→ Photo-based referring expression data:
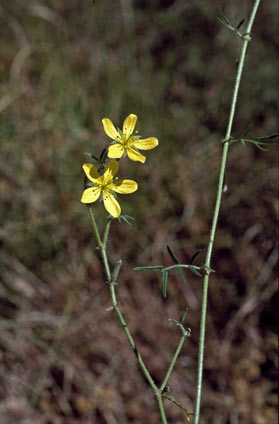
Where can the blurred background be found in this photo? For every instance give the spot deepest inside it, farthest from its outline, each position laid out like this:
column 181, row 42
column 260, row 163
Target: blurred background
column 64, row 66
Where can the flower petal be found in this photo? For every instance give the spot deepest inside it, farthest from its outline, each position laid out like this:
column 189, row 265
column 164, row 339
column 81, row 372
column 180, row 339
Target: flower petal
column 129, row 125
column 135, row 156
column 90, row 195
column 115, row 151
column 146, row 143
column 124, row 186
column 110, row 171
column 91, row 172
column 111, row 204
column 110, row 129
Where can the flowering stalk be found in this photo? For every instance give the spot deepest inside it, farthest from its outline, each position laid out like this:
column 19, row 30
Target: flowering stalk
column 246, row 38
column 111, row 279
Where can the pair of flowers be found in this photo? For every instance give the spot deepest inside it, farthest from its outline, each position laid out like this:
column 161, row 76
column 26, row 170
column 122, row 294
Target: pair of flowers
column 124, row 142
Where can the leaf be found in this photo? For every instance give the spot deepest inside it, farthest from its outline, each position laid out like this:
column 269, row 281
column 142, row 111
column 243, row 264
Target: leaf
column 247, row 131
column 126, row 219
column 176, row 261
column 223, row 18
column 268, row 137
column 164, row 281
column 194, row 256
column 182, row 316
column 91, row 156
column 240, row 23
column 148, row 268
column 103, row 155
column 195, row 271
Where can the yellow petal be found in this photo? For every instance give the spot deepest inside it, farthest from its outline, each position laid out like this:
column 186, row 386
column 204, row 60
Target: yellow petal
column 90, row 195
column 146, row 143
column 129, row 125
column 110, row 170
column 124, row 186
column 110, row 129
column 115, row 151
column 111, row 204
column 91, row 172
column 135, row 156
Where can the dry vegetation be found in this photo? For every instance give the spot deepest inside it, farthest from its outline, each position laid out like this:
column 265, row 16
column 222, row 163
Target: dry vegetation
column 64, row 65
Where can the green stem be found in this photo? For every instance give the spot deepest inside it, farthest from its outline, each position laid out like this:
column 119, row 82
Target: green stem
column 161, row 408
column 106, row 233
column 246, row 40
column 112, row 283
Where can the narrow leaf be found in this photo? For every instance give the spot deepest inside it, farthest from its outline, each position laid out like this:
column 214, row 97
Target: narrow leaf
column 194, row 256
column 195, row 271
column 148, row 268
column 164, row 281
column 268, row 137
column 183, row 315
column 176, row 261
column 103, row 155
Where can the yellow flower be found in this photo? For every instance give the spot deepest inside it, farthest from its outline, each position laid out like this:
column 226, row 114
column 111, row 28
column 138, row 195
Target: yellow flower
column 106, row 184
column 126, row 141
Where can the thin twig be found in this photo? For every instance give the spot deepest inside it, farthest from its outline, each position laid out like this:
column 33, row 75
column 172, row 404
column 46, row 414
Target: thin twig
column 217, row 210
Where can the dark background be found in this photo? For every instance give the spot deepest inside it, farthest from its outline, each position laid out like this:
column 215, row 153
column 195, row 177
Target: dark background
column 65, row 65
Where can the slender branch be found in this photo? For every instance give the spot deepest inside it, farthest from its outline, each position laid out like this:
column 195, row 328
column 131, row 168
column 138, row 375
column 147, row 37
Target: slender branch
column 161, row 408
column 106, row 233
column 112, row 284
column 173, row 361
column 246, row 40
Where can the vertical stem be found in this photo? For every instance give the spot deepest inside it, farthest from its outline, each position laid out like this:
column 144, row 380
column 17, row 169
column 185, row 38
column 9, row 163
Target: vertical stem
column 161, row 408
column 246, row 40
column 102, row 247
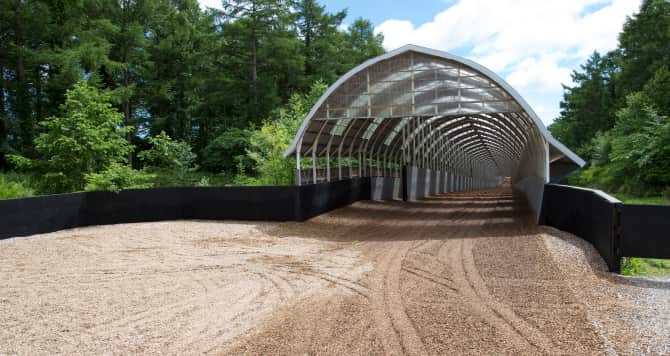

→ ACTION ITEM: Set down every entry word for word, but omit the pictures.

→ TASK SOLUTION:
Where can the blurred background be found in this photo? For every instance give the spot deepest inside it, farthest from its outline, each position laid out like this:
column 181, row 42
column 260, row 163
Target: blurred background
column 64, row 66
Where can the flower petal be found in this photo? For every instance give the spot deepest inside it, farthest from its outline, each position laid out like this:
column 189, row 265
column 164, row 339
column 81, row 372
column 180, row 339
Target: flower petal
column 129, row 125
column 135, row 156
column 90, row 195
column 115, row 151
column 146, row 143
column 124, row 186
column 110, row 171
column 91, row 172
column 111, row 204
column 110, row 129
Where can the flowering stalk be found in this photo? For every instance give the spot deepest inside it, farthest from its outline, each position laid out like this:
column 19, row 30
Target: flowering stalk
column 246, row 38
column 111, row 279
Where can the pair of flowers be found in this photo? For every instance give the spot deepest inside it, farthest from its outline, each position laid out like this:
column 161, row 76
column 26, row 170
column 122, row 294
Target: pair of flowers
column 124, row 142
Where can the leaf be found in this photo? For every instance give the spot deepest inside it, farthest from its outline, each position laid out like this:
column 269, row 281
column 142, row 111
column 243, row 264
Target: leaf
column 247, row 131
column 126, row 219
column 176, row 261
column 223, row 18
column 268, row 137
column 164, row 281
column 194, row 256
column 182, row 316
column 91, row 156
column 240, row 23
column 148, row 268
column 103, row 155
column 195, row 271
Where can the yellow petal be found in this photo? For every instance give the spot deepest inside it, farthest from its outline, each position laid out like this:
column 186, row 386
column 204, row 60
Target: yellow petal
column 90, row 195
column 146, row 143
column 129, row 125
column 110, row 170
column 124, row 186
column 110, row 129
column 115, row 151
column 111, row 204
column 91, row 172
column 135, row 156
Where can the dry vegetation be found in this photo? For every instance give the spot deepest inside it, farthest from its outline, each position laid out like this:
column 265, row 16
column 222, row 163
Target: dry vegetation
column 64, row 65
Where can the green stem be found in this photo? For every instance give the spot deepest inside it, farthest from its outline, each position laid out like this:
column 119, row 82
Target: green stem
column 161, row 408
column 106, row 233
column 246, row 40
column 112, row 283
Where can the narrow leaf be found in this photo? For every instance give the spot deepest inside it, farthest from its outline, each position laid out like this:
column 214, row 97
Target: narrow leaf
column 194, row 256
column 195, row 271
column 148, row 268
column 164, row 281
column 268, row 137
column 183, row 315
column 176, row 261
column 103, row 155
Where can the yellow flower be found in this photo? For every instance give the spot deepest inside it, farthest from its outline, each position laid out like this:
column 226, row 114
column 111, row 28
column 138, row 195
Target: yellow flower
column 106, row 184
column 126, row 141
Where can the thin twig be found in this photo? For every instance give the spot deepest inside it, farthest from its outline, each position laid out like this:
column 33, row 75
column 172, row 404
column 46, row 414
Target: thin twig
column 217, row 210
Where can the dark background be found in this photo? For every instance give the spot deepest inside it, farthest from its outline, each position laid out like this:
column 215, row 153
column 195, row 177
Target: dark background
column 65, row 65
Where can the slender branch be found in this photo? For every instance give the spot deepest inside it, farthest from its outline, each position laid out like this:
column 195, row 328
column 131, row 168
column 138, row 375
column 147, row 37
Target: slender branch
column 161, row 408
column 106, row 233
column 112, row 284
column 173, row 361
column 246, row 40
Where can the vertical stem be found in this photo? For every instance give the spot deepest inside it, farthest from its outline, each position laid out like this:
column 144, row 380
column 17, row 169
column 185, row 38
column 9, row 163
Target: vertical stem
column 161, row 408
column 246, row 40
column 102, row 247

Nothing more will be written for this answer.